In the excerpt on C++ modules, what command does it say a beginner can type today to compile a book's code example?

------ Page extract ------

It's more that the functionality will allow this & just judging by how
people do things today (existing header granularity partly motivated by the
cost of headers that doesn't apply to modules), how they're likely to do
things in the future (I personally would guess people will probably try to
just port their headers to modules - and a few places where there are
circular dependencies in headers or the like they might glob them up into
one module).

> Now, admittedly, external dependencies are a little more complicated than
> internal (within a single project consisting of multiple libraries) - which
> is why I'd like to focus a bit on the simpler internal case first.
>
>
> Fair enough.
>
>
>
>
>> Today, a beginner can find a random C++ book, type in a code example from
>> chapter one and put `g++ -I/opt/book_examples prog1.cpp` into a terminal
>> and get something compiling and running. With modules, they'll potentially
>> have to pass a whole list of module files too.

------ Recorded data ------

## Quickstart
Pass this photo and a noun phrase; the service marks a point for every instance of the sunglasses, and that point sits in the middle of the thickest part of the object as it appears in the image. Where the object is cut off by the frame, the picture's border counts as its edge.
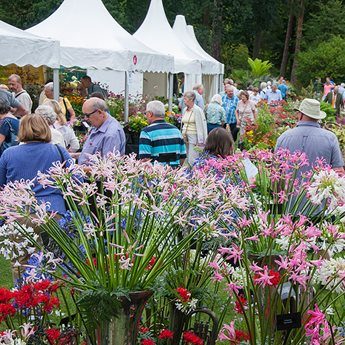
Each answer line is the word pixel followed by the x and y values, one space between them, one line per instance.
pixel 87 115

------

The reply:
`g++ -I/opt/book_examples prog1.cpp`